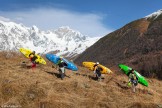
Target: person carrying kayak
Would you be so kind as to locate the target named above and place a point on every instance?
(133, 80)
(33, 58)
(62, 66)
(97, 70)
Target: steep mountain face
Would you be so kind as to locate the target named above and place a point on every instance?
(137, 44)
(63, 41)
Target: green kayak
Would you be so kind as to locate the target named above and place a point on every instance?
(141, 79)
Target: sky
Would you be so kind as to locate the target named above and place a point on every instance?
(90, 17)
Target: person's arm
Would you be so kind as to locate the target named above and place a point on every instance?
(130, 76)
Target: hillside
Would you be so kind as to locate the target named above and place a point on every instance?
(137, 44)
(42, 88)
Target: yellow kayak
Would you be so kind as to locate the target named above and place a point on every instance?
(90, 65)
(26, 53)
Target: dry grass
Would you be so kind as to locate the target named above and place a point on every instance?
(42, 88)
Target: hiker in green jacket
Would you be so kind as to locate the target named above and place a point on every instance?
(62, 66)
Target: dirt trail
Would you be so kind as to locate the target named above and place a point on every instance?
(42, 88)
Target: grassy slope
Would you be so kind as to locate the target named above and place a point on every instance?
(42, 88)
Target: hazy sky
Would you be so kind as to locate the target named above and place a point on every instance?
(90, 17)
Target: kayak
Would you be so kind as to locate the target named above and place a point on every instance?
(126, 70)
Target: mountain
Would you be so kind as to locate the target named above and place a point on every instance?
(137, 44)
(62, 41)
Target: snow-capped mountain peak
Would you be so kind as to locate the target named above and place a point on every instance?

---

Exercise requirements ▸
The word "person" appears on some lines of the data above; count those lines and return only the number.

Output of the task ▸
2